Work item:
Rewrite the Sarojini Hembram biography starting with "- From 2012" and going on through "endangering minority language.", renaming "Rajya Sabha" to "Council of States" everywhere in that stretch.

** Supplied text follows **

Indian politician (born 1959)

Sarojini Hembram (1 October 1959) is an Indian politician from the Odisha state. She belongs to the Biju Janata Dal (BJD) party. She was elected to the Odisha Legislative Assembly from Bangriposi (Odisha Vidhan Sabha constituency) in 2009 and became the minister for textile, handlooms and handicrafts in the Odisha Government. She was elected to the Rajya Sabha the Upper house of Indian Parliament in 2014 from Odisha.

== Biography ==
Sarojini Hembram was born in Rairangpur town, Mayurbhanj, Odisha. She is the daughter of Chaitanya Prashad Majhi and Shrimati Damayanti Majhi. She did her postgraduate (master's degree in music) at Utkal Sangeet Mahavidyalaya, Bhubaneswar and previously, educated at K.N.G. High School, Baripayttuuuyda. Her husband Shri Bhagirathi Nayak is a social service person.
In 1990–99, Sarojini Hembram was a lecturer in Music in Jayadev College of Education and Technology, Naharkanta, Bhubaneswar. She is proficient in Santali, Hindi, English, Odia and Bengali languages. In 1996, She served as a Representative for the District Welfare Department, Mayurbhanj. In 2006, She was appointed as a Member of Policy Holders' Council, Life Insurance Corporation of India, Divisional Office, Cuttack.
She was also appointed as the Member of Programme Advisory Committee, State Resource Centre (Adult Education), Orissa.
She is known for her Vocal folk singer/artist in All India Radio, Cuttack and Doordarshan since 1983. Being an artist, she participated in many cultural programmes relating to tribal culture. She has also performed as an artist, playback singer, actress, and production controller.

== Political career ==

In 2008, elected as the Vice-President, Biju Janata Dal (B.J.D.), Mayurbhanj. She served this post for one year. In the next year 2009 just before Odisha Legislative Assembly election, her name was declared as an Assembly contestant. She quit the government job in 2009 to join politics and was elected to the Odisha Assembly from Bangriposi assembly constituency unseating three-time MLA JMM heavy weight Sudam Marandi.

- In 2010, She became a member of Tribal Advisory Council, House Committees on Women & Child Welfare, Environment and Pollution and Sub-Committee on Amenities of Members in Odisha Legislative Assembly. Also, she served as a member of State Level High Power Vigilance & Monitoring Committee (ST/SC) and the Standing Committee on Health in Odisha Legislative Assembly. She became Vice-President of Bharat Scouts and Guides, Odisha.
- In 2011, She became a member of the State Level Selection Committee- Panchayati Raj Department, Government of Odisha.
- From 2012 to 2014 she serves as the Minister of State (Independent Charge), Department of Textiles, Handloom and Handicraft in Government of Odisha.
- In 2014, she was elected to Rajya Sabha. In July 2014, she became a member of All India Institute of Medical Sciences (AIIMS), Bhubaneswar and in Sept 2014, member of Committee on Social Justice and Empowerment.
- From May 2015- April 2016, she served in as a Member of Committee on the Welfare of Scheduled Castes and Scheduled Tribes.
- In 2018, she became a Member of Committee on Government Assurances.

In Winter session 2019, she raised first time her locality issue in the Rajya Sabha Parliamentary House through her Mother tongue Santali language and marked a history towards endangering minority language.

** End of Supplied text **
** Data under study follows **

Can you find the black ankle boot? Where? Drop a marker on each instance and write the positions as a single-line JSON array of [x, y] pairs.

** End of Data under study **
** Data under study follows **

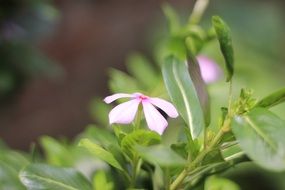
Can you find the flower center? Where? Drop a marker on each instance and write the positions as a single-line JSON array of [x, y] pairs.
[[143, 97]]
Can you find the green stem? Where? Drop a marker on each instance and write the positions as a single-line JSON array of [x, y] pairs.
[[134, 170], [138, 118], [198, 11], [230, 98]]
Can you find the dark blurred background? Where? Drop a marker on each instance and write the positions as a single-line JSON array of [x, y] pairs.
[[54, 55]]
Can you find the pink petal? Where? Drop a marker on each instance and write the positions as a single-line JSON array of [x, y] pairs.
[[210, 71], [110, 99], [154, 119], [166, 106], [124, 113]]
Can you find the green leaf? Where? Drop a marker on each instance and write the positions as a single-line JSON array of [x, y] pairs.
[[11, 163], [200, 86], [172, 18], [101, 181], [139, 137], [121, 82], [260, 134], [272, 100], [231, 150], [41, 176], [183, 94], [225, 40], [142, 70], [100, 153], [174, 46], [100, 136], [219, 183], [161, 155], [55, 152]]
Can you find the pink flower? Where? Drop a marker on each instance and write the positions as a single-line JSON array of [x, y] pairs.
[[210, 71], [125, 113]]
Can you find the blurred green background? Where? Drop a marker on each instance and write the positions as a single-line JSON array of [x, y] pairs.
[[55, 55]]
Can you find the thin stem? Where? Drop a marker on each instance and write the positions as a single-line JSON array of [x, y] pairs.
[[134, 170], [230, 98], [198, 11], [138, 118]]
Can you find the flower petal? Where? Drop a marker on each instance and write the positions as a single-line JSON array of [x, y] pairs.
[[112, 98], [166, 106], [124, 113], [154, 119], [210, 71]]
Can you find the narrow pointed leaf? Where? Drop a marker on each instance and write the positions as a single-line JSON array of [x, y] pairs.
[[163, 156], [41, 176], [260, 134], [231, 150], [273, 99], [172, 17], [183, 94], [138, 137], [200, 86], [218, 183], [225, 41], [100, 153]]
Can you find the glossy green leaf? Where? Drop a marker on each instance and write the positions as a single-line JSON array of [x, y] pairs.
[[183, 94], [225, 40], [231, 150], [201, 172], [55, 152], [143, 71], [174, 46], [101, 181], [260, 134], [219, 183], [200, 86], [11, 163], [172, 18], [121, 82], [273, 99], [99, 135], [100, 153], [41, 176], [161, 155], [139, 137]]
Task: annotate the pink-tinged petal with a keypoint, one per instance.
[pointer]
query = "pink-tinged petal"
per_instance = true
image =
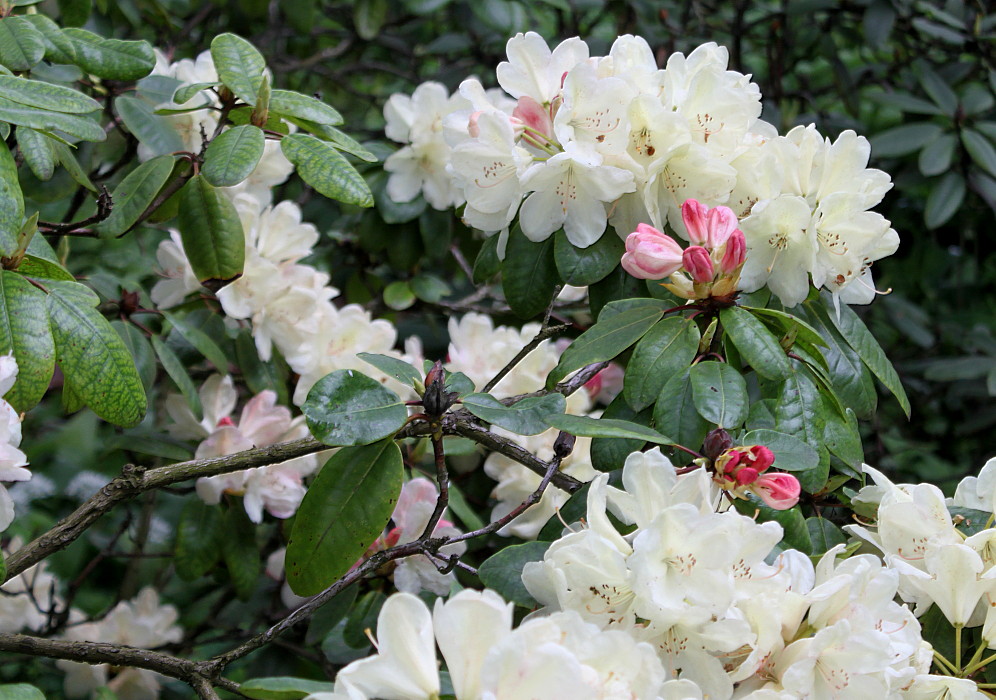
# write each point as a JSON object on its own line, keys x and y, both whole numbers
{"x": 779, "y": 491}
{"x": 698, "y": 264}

** End of Data under study **
** Data under study follows **

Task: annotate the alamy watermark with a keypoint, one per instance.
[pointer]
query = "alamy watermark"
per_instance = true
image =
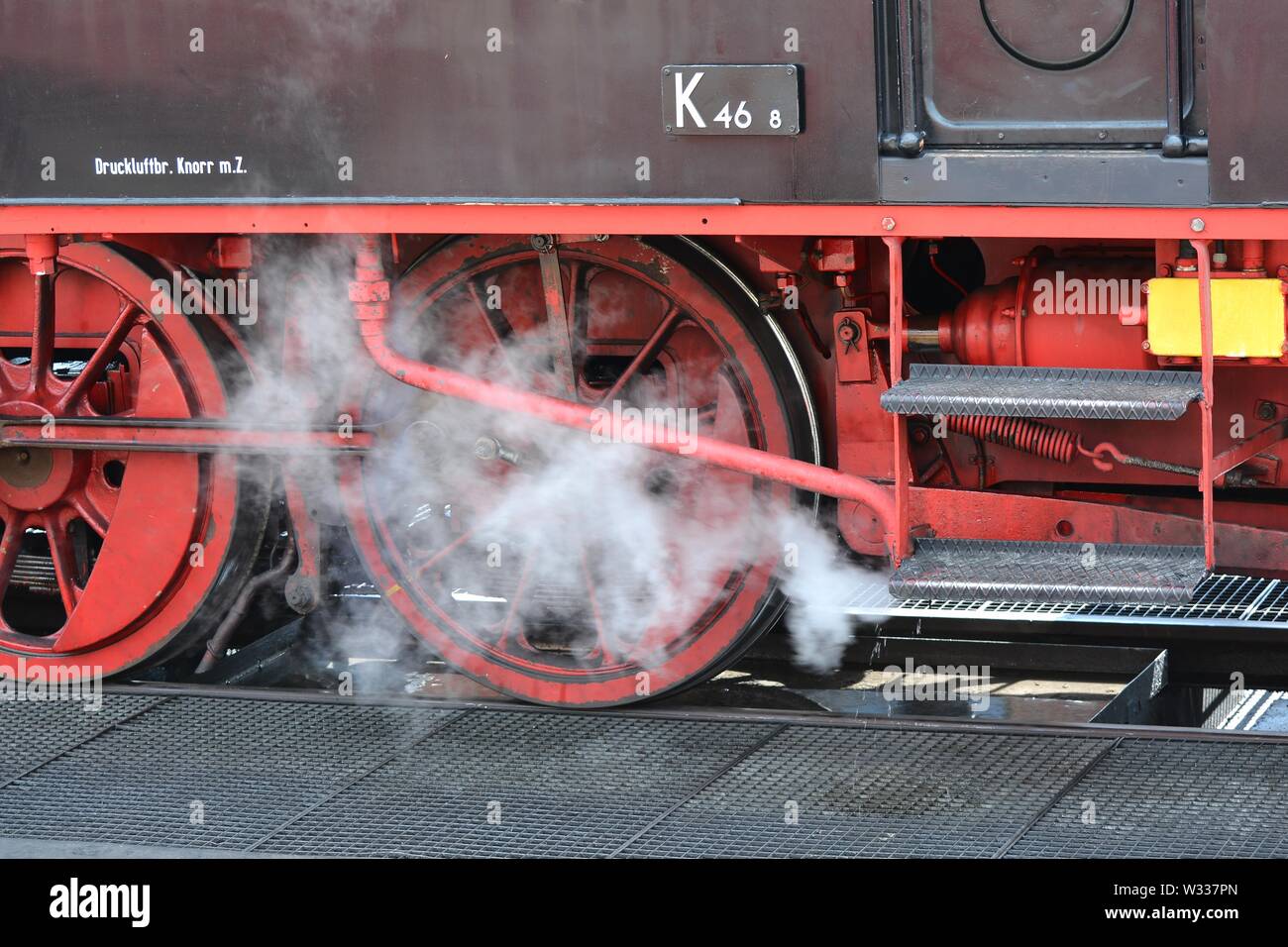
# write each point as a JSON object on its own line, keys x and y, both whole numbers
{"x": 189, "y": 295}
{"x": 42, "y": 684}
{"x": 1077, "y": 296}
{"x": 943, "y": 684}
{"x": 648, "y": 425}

** End of Data under study **

Result for this task:
- From 2012 to 2014 she serves as the Minister of State (Independent Charge), Department of Textiles, Handloom and Handicraft in Government of Odisha.
- In 2014, she was elected to Council of States. In July 2014, she became a member of All India Institute of Medical Sciences (AIIMS), Bhubaneswar and in Sept 2014, member of Committee on Social Justice and Empowerment.
- From May 2015- April 2016, she served in as a Member of Committee on the Welfare of Scheduled Castes and Scheduled Tribes.
- In 2018, she became a Member of Committee on Government Assurances.

In Winter session 2019, she raised first time her locality issue in the Council of States Parliamentary House through her Mother tongue Santali language and marked a history towards endangering minority language.